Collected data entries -
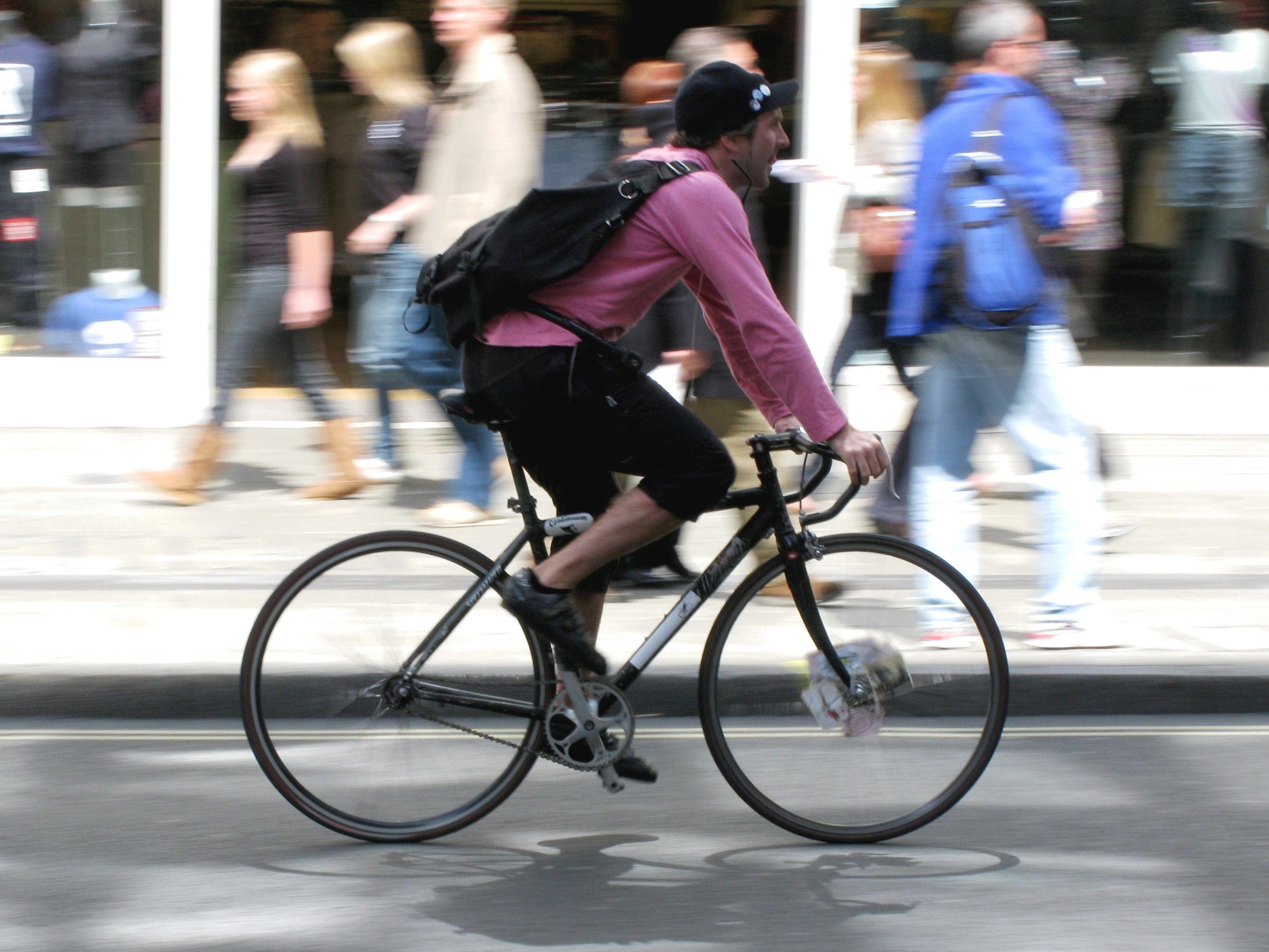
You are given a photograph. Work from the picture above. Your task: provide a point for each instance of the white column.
(831, 32)
(191, 184)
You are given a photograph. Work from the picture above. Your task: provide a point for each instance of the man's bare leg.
(590, 607)
(631, 522)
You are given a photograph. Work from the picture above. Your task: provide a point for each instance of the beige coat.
(485, 149)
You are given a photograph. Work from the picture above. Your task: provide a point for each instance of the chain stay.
(475, 733)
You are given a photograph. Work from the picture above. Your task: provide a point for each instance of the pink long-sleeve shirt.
(692, 229)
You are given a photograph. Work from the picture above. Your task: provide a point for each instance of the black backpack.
(549, 236)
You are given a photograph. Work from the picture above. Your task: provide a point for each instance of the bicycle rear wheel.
(779, 724)
(314, 707)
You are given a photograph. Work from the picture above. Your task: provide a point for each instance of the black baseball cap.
(722, 97)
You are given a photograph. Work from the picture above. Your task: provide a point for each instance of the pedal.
(611, 781)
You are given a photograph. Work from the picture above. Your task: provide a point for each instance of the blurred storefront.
(115, 241)
(107, 210)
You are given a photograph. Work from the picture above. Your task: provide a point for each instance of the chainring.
(598, 739)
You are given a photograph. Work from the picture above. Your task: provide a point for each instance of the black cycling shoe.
(633, 767)
(554, 617)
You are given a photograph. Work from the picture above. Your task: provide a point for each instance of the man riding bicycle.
(573, 428)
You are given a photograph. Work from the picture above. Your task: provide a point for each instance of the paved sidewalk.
(100, 579)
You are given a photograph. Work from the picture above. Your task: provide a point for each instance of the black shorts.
(573, 430)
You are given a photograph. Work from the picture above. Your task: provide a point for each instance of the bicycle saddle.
(455, 402)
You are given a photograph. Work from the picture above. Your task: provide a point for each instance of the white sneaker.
(448, 516)
(947, 639)
(377, 471)
(1066, 636)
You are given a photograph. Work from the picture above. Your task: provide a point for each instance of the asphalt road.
(1084, 834)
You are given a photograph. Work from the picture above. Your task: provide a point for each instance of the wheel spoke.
(896, 747)
(325, 723)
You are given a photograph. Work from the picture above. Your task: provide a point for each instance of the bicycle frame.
(772, 516)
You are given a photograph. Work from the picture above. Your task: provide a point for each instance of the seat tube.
(526, 504)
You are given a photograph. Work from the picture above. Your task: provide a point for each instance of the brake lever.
(890, 471)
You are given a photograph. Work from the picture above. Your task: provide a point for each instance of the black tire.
(934, 741)
(349, 617)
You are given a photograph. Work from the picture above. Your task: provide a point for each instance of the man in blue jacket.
(985, 376)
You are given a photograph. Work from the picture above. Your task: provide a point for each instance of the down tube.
(706, 584)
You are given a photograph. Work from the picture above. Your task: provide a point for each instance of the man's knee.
(717, 473)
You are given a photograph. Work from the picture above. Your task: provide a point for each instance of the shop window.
(79, 178)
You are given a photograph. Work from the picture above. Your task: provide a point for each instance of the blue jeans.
(381, 342)
(432, 365)
(958, 397)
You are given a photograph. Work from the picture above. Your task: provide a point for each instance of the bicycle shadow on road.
(590, 889)
(622, 889)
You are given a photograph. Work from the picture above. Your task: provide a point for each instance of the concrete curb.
(1097, 692)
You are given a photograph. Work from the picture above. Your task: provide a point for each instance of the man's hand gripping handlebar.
(862, 452)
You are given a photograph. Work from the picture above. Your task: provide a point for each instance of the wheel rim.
(934, 739)
(319, 725)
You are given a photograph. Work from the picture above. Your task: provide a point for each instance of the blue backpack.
(994, 267)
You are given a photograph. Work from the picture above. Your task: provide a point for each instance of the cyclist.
(571, 428)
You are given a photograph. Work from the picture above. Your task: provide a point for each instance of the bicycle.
(387, 714)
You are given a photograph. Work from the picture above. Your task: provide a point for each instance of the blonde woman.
(382, 62)
(887, 149)
(282, 290)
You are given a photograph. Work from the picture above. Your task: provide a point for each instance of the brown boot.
(183, 485)
(339, 441)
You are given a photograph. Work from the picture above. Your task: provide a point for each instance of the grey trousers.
(255, 332)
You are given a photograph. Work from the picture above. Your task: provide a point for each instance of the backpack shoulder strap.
(990, 126)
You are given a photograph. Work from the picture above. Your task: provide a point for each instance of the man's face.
(757, 153)
(455, 23)
(1021, 56)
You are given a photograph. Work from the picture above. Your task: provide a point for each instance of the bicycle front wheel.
(329, 640)
(905, 742)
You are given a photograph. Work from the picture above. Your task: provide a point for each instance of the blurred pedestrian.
(282, 291)
(484, 154)
(875, 225)
(982, 375)
(1087, 95)
(382, 62)
(705, 45)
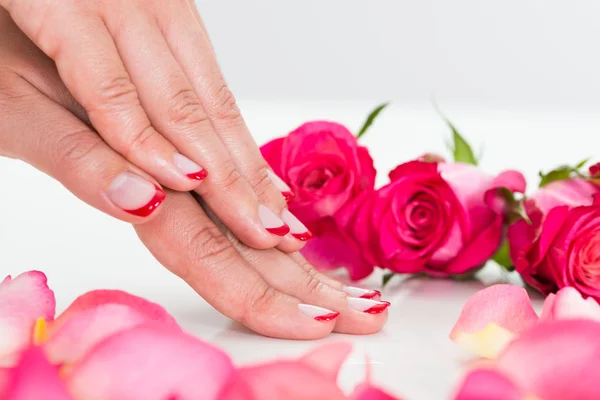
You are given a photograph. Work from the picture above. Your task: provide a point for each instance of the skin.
(146, 76)
(42, 124)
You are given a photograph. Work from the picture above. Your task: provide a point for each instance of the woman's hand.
(272, 293)
(147, 78)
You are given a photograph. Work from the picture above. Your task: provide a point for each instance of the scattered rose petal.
(488, 384)
(24, 299)
(97, 298)
(34, 378)
(150, 362)
(83, 330)
(368, 392)
(569, 304)
(491, 318)
(556, 360)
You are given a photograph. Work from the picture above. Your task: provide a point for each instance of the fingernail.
(189, 168)
(297, 228)
(272, 222)
(360, 292)
(135, 194)
(318, 313)
(285, 190)
(367, 305)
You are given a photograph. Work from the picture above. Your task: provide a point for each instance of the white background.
(519, 79)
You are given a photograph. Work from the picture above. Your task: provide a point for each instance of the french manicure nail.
(134, 194)
(189, 168)
(272, 222)
(368, 306)
(362, 293)
(285, 190)
(297, 228)
(318, 313)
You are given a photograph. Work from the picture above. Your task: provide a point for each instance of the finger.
(175, 110)
(191, 48)
(40, 132)
(90, 66)
(357, 315)
(186, 241)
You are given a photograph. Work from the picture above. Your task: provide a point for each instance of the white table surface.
(43, 226)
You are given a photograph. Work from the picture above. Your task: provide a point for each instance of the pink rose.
(525, 238)
(326, 168)
(565, 252)
(443, 219)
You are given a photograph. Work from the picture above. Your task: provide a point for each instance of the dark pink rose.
(524, 237)
(565, 250)
(325, 168)
(443, 219)
(324, 165)
(595, 170)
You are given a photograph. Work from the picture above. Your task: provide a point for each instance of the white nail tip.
(313, 311)
(294, 223)
(268, 218)
(278, 182)
(360, 304)
(356, 292)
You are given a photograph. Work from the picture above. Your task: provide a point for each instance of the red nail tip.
(302, 236)
(198, 176)
(371, 294)
(288, 196)
(159, 197)
(327, 317)
(279, 231)
(379, 308)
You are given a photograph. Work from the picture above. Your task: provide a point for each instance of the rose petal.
(478, 251)
(23, 300)
(556, 360)
(83, 330)
(487, 342)
(34, 378)
(488, 384)
(569, 192)
(368, 392)
(150, 362)
(95, 298)
(367, 169)
(492, 317)
(569, 304)
(328, 358)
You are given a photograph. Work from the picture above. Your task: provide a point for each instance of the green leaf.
(558, 174)
(581, 164)
(502, 257)
(386, 278)
(370, 119)
(460, 148)
(561, 173)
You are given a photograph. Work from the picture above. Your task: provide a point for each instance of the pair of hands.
(88, 112)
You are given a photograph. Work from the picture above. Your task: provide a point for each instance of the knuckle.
(138, 140)
(75, 149)
(231, 178)
(116, 91)
(259, 299)
(313, 284)
(214, 248)
(224, 104)
(185, 108)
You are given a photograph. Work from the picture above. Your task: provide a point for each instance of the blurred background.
(511, 54)
(519, 78)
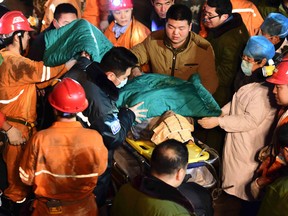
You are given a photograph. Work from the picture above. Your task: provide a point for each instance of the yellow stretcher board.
(146, 147)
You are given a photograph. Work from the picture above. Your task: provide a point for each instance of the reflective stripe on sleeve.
(12, 99)
(65, 176)
(46, 73)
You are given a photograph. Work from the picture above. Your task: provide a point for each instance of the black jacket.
(103, 115)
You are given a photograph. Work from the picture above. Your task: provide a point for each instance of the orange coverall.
(93, 11)
(19, 77)
(63, 163)
(134, 34)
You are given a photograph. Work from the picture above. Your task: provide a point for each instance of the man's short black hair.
(168, 157)
(179, 12)
(118, 60)
(222, 6)
(64, 8)
(283, 135)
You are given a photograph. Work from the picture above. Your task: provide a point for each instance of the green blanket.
(161, 93)
(68, 41)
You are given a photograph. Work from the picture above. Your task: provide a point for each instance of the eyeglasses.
(210, 17)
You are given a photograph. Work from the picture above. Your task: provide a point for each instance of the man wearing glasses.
(228, 36)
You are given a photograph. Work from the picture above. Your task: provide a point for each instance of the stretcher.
(133, 157)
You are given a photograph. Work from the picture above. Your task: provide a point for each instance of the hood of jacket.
(234, 22)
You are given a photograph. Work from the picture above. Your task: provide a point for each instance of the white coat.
(247, 120)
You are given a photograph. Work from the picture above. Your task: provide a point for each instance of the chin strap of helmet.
(20, 42)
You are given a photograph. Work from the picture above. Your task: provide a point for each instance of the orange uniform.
(135, 33)
(63, 163)
(93, 11)
(19, 77)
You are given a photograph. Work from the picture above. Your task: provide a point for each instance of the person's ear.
(180, 174)
(275, 39)
(190, 26)
(224, 17)
(110, 75)
(263, 62)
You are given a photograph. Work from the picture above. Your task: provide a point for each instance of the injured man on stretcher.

Exercise brief - Edit the material from the line with "the asphalt road." to the line with "(1097, 692)", replacing "bicycle" with "bike" and leaving everything else unchanged. Return only those lines.

Solution for this task -
You are given a photograph. Work from the picture above. Your task: provide a point for each instance of the asphalt road.
(1084, 834)
You are given a photograph. Work from the picture above. Your task: provide a point for each instance of the wheel spoke.
(896, 747)
(325, 723)
You are given a photograph. Work from the picture above. Your task: provide a point for each instance of the bike frame.
(772, 516)
You are given a photograph. Work from the picture above. Your task: provide a point for each instance of the seat tube.
(526, 504)
You are given a photograph. Work from the picture above. Your task: provide a point for each instance of the brake lever.
(890, 471)
You are given a photograph. Work from the picture above. Your task: provide a point for each instance of the black tire.
(934, 741)
(349, 617)
You are given a photograph. Work from the picture above. Your task: provide a point for each instance of the man in blue jacket.
(985, 376)
You are given a photograph. Work from the picture above. Your task: provide a point for each instance of the down tube.
(706, 584)
You are given a photograph. Work from the picture above. Your task: provide a point for each instance of the man's knee.
(717, 473)
You are given a photograph. Work from the picture above. Your task: provide a point for each instance of the shop window.
(79, 178)
You are given a photograph. Work from the picture above. Your task: provide a point for each instance of the blue jeans.
(381, 342)
(432, 365)
(958, 397)
You are given a photograph. Work from the picture above. Your task: provide a point for each instance of the bike shadow on road.
(590, 889)
(622, 889)
You are given a photograph. Work from the picture above. Your task: provide a point for each instance of the concrete curb.
(1097, 692)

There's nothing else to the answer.